▼

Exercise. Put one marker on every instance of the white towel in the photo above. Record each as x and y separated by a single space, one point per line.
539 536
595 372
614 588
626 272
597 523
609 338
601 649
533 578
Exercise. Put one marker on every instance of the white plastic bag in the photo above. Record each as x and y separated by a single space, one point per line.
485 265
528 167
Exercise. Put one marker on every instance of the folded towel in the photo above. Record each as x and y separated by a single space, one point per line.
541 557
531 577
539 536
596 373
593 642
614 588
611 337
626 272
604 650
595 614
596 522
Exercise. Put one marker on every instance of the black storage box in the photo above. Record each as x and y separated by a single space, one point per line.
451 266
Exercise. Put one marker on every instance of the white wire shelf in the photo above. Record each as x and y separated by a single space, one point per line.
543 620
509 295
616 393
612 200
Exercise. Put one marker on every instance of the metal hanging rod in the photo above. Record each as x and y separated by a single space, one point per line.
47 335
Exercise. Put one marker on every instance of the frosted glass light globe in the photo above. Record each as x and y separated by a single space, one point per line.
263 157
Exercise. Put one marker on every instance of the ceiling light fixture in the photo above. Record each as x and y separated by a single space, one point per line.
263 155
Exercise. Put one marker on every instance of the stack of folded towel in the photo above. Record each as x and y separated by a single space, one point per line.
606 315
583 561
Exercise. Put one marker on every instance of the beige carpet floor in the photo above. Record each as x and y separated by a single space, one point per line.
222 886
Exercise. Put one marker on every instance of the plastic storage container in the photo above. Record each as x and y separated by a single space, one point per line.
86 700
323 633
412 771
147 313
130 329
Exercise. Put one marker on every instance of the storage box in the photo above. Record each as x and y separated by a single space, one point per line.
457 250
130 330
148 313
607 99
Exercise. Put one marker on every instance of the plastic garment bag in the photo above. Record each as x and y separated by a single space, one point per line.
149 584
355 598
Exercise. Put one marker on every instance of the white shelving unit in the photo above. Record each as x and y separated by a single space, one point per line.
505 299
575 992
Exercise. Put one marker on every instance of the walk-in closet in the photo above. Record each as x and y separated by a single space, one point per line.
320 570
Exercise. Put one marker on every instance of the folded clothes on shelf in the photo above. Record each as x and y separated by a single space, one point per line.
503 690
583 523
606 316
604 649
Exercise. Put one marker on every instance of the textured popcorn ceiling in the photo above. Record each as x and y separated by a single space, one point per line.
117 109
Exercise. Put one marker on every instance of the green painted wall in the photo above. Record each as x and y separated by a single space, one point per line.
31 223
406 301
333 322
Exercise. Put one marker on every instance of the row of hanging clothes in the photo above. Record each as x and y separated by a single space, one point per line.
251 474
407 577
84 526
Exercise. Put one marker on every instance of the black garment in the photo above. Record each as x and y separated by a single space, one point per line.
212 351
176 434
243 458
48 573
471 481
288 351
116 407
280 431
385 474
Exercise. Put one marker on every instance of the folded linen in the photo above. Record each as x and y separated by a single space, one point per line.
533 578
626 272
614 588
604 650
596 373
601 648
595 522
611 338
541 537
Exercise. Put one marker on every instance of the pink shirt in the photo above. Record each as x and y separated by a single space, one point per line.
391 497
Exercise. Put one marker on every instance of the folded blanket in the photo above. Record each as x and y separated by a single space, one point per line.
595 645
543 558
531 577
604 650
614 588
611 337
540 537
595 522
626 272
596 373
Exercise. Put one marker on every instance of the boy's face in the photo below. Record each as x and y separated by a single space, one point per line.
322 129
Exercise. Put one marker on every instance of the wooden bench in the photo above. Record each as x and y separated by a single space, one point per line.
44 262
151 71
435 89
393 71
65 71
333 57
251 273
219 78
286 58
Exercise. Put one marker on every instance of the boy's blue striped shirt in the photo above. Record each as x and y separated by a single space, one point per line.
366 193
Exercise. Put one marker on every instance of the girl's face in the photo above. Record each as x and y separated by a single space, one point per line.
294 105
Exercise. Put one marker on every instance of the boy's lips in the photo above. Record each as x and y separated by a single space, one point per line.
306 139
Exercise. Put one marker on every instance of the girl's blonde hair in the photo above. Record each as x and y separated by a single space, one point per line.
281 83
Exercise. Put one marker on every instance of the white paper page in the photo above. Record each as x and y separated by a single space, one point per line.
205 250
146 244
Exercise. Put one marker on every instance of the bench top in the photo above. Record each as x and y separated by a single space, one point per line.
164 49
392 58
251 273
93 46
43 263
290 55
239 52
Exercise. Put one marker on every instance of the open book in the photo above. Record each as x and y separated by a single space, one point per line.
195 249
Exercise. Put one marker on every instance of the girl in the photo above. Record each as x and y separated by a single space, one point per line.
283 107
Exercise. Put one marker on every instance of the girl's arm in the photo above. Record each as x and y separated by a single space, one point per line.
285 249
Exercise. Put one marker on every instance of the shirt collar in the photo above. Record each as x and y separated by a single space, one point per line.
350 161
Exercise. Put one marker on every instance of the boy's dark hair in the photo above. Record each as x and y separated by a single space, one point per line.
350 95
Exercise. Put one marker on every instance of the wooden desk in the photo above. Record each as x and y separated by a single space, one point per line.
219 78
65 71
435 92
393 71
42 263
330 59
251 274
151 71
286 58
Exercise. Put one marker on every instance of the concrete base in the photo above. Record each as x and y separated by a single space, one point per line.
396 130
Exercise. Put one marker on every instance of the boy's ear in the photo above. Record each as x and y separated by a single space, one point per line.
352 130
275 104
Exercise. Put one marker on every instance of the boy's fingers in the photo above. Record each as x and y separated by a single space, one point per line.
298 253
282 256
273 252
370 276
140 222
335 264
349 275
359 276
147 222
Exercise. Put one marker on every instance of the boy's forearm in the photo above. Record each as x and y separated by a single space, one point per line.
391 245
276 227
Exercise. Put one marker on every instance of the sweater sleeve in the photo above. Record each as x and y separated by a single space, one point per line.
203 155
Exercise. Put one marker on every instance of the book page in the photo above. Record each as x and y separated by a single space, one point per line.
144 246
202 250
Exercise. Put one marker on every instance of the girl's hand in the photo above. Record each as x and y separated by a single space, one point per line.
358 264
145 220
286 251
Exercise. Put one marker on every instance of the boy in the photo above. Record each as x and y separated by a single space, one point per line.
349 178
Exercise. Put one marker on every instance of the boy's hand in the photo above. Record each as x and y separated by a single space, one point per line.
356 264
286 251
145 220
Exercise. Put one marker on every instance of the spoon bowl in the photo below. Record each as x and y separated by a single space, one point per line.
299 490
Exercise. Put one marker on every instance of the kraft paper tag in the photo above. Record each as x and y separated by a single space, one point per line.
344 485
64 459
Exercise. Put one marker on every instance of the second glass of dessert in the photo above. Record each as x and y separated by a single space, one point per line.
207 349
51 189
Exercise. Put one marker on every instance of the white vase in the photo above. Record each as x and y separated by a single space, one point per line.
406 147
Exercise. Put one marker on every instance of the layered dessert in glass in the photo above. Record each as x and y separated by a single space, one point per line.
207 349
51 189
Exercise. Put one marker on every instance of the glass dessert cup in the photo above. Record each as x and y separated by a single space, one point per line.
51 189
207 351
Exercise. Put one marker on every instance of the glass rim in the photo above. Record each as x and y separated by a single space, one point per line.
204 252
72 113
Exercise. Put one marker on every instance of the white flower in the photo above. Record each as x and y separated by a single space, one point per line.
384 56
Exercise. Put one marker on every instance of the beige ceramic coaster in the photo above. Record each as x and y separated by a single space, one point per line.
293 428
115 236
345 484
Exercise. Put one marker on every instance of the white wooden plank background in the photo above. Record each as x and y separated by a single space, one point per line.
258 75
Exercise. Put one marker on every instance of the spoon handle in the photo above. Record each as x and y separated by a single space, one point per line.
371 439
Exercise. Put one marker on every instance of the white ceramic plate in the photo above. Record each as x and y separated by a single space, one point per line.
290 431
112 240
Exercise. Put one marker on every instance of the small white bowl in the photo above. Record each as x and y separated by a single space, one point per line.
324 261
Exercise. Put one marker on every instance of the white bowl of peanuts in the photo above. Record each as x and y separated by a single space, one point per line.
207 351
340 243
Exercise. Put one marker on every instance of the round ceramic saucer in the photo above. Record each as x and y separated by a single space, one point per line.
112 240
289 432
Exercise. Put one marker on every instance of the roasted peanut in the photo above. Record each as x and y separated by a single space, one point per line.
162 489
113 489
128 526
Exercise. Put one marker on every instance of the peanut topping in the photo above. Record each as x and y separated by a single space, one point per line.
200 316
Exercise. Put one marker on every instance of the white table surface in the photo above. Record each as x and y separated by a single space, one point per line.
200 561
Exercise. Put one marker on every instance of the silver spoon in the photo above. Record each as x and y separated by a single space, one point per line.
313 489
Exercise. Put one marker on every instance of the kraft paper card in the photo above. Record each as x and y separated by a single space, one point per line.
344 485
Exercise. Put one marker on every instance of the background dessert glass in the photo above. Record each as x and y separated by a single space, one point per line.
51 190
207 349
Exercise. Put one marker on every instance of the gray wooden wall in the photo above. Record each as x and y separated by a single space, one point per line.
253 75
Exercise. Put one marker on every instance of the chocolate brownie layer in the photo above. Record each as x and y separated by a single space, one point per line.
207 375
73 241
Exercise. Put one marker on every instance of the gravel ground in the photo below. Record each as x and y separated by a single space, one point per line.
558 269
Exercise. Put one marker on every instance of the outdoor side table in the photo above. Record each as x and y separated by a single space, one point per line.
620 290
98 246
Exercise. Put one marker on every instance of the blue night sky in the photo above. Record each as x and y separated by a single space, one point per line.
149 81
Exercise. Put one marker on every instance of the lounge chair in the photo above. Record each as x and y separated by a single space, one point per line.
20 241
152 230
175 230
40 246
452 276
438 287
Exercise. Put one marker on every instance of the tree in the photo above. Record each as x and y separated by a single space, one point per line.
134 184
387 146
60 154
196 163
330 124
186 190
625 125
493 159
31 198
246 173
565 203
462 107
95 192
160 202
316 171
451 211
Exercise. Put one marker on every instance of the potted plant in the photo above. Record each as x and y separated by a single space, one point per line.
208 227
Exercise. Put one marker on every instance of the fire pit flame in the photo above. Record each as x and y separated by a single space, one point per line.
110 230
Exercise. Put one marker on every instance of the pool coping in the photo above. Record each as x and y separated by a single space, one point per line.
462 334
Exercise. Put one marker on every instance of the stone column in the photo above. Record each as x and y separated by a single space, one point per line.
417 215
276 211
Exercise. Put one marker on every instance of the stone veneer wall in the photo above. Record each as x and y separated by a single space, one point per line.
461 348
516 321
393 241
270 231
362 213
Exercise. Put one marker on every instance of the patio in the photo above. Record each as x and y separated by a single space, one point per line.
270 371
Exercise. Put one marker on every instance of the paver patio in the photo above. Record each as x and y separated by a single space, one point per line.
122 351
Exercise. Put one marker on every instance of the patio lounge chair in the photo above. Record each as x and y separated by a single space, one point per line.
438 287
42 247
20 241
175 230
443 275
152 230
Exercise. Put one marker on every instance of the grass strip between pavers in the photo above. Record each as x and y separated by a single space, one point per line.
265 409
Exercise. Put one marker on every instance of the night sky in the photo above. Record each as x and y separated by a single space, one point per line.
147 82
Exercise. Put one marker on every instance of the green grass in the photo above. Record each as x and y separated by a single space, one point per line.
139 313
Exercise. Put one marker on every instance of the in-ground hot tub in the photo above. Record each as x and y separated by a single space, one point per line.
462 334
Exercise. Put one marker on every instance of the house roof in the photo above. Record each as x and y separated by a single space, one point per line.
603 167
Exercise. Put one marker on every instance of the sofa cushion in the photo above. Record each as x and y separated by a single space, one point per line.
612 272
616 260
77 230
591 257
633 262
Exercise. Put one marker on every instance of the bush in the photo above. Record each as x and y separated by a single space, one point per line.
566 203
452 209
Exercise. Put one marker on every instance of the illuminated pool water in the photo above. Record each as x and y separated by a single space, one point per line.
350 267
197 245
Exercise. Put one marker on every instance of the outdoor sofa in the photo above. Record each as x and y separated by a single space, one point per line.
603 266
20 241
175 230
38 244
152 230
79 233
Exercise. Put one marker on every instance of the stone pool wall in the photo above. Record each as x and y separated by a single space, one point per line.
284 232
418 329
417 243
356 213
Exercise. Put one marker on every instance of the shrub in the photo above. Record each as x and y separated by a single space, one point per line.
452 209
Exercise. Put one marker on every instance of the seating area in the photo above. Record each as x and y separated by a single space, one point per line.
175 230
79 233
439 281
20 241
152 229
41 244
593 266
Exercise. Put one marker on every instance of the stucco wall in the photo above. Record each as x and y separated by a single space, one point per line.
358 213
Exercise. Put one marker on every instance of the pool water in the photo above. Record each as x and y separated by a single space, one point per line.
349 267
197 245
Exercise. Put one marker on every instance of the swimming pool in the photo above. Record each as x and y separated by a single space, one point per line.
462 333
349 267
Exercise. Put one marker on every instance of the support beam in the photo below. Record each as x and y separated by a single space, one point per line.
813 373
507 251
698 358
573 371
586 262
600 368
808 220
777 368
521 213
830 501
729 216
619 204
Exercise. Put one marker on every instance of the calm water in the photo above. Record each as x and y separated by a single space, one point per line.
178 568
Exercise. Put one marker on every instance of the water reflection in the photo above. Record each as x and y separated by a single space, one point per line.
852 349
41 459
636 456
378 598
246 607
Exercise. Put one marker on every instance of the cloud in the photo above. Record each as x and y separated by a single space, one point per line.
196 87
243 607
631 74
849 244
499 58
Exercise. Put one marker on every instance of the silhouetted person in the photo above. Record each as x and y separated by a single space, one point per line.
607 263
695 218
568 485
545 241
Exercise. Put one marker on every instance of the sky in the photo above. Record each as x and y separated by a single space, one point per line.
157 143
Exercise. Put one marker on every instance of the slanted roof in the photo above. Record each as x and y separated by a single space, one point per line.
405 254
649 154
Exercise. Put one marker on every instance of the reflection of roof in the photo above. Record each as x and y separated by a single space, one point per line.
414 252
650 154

▲

#### Deine Aufgabe:
Bitte gib alles von der Zeile mit „Exercise. Put one marker on every instance of the silhouetted“ bis hinunter zum Ende der Auflistung erneut aus und tausche dabei „slanted roof“ gegen „pitched roof“. Alles Übrige bleibt unverändert.

#### Ergebnis:
Exercise. Put one marker on every instance of the silhouetted person in the photo above. Record each as x and y separated by a single space, one point per line.
607 263
695 218
568 485
545 241
Exercise. Put one marker on every instance of the sky in the photo above. Record each as x and y separated by a single space, one point per line.
157 143
Exercise. Put one marker on every instance of the pitched roof in the photo above. Record each as x and y separated by a single space, one point per line.
405 254
649 154
Exercise. Put one marker on every instance of the reflection of roof in the photo above. Record each as x and y separated by a single space, one point per line.
414 252
650 154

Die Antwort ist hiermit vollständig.